- [Task directions]
Copy each line of the records that holds the string "minivan".

-- Opening Marker --

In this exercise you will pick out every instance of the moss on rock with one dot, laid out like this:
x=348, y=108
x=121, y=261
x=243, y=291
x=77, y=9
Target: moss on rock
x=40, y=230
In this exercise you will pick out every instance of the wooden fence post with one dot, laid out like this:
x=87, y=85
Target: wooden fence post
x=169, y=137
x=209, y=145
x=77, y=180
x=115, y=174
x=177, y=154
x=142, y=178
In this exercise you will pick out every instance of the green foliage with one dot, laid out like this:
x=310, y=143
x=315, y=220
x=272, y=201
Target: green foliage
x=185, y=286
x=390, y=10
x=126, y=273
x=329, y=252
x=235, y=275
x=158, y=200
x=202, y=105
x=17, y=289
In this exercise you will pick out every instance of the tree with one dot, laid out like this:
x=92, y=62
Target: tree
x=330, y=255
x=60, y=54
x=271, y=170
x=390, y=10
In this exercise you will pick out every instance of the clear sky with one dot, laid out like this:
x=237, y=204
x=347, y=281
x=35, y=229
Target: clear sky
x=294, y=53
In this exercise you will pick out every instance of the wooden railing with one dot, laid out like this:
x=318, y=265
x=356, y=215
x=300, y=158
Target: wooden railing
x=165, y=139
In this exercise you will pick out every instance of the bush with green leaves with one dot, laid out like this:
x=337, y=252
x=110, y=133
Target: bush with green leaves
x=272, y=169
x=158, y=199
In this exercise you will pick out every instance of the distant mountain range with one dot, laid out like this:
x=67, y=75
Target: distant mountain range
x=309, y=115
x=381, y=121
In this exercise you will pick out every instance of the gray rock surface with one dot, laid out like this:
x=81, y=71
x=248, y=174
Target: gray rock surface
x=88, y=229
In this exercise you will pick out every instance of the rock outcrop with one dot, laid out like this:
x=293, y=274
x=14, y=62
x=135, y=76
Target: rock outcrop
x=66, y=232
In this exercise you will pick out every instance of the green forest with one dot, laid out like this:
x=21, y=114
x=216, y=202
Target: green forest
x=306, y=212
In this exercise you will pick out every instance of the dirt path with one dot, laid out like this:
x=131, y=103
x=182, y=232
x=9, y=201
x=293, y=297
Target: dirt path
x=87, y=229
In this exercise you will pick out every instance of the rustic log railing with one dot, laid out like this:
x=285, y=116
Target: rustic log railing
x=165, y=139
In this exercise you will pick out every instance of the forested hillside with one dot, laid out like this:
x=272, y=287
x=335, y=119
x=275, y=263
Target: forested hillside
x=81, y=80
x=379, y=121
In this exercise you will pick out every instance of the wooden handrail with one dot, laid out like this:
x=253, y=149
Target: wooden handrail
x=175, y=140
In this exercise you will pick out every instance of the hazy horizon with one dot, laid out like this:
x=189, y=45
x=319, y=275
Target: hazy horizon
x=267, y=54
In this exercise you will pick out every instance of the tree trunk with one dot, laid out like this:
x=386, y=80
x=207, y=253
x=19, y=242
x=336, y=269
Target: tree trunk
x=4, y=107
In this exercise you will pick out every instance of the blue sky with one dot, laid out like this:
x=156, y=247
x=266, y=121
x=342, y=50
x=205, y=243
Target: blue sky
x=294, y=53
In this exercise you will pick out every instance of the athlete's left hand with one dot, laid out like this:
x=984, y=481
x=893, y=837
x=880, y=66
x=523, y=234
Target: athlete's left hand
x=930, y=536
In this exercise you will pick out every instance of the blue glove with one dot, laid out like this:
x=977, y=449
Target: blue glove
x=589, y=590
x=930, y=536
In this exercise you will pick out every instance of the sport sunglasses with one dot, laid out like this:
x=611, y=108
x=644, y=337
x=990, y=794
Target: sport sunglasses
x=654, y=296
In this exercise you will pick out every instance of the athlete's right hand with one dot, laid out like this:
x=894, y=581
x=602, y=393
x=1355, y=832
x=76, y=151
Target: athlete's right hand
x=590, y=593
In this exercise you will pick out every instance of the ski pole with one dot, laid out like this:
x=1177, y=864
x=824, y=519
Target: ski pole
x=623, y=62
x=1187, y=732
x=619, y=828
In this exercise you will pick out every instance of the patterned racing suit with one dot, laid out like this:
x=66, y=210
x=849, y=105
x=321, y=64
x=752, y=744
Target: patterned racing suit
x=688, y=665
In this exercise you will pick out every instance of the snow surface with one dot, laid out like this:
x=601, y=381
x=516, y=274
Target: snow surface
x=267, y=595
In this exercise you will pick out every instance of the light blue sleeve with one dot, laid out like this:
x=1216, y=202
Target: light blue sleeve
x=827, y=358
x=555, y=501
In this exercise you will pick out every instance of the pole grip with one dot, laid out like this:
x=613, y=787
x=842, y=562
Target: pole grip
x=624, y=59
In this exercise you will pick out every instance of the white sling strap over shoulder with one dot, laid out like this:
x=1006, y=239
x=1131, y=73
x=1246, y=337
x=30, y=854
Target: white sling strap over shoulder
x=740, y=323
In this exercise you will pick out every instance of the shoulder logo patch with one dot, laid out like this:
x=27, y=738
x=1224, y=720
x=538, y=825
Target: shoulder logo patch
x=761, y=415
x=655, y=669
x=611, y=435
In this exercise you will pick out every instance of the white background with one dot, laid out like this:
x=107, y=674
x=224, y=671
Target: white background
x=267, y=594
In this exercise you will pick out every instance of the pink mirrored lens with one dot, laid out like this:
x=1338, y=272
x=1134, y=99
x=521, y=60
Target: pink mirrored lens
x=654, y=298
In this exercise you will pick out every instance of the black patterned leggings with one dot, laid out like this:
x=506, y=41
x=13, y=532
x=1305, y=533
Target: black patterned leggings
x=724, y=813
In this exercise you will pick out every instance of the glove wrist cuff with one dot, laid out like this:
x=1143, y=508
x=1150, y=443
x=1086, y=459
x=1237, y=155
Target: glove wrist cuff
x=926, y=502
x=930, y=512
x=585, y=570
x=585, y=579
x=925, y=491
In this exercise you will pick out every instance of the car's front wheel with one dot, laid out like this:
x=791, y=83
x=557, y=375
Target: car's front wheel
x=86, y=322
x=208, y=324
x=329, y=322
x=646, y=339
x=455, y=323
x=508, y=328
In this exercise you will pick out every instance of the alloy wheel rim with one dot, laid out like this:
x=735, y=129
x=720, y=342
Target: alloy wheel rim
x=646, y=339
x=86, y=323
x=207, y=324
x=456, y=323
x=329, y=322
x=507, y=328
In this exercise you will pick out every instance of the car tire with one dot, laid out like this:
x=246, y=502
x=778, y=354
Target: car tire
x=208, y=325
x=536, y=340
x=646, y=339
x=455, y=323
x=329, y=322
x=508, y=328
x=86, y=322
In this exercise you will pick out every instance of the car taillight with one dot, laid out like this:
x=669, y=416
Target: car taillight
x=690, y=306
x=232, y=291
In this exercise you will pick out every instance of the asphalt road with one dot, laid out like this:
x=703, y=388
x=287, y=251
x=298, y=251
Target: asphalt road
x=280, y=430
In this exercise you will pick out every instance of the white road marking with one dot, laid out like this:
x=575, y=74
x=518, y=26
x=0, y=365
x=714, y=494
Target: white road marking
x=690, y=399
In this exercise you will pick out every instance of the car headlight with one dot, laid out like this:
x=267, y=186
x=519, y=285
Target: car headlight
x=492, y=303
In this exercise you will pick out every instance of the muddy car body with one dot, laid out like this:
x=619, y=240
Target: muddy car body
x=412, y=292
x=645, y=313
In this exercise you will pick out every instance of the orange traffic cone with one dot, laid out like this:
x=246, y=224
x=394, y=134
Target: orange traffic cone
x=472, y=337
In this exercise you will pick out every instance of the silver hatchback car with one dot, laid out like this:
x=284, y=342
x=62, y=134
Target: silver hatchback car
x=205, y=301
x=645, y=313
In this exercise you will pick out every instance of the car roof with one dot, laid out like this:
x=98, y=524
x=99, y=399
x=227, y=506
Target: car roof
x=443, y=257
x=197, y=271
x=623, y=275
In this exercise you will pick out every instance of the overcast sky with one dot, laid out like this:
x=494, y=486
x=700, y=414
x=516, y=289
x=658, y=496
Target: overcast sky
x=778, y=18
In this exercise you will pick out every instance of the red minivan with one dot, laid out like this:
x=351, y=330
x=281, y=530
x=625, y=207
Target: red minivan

-- Closing Marker --

- [Expected answer]
In this exercise you will pick out every instance of the red minivan with one dot, laid out like this:
Target: red minivan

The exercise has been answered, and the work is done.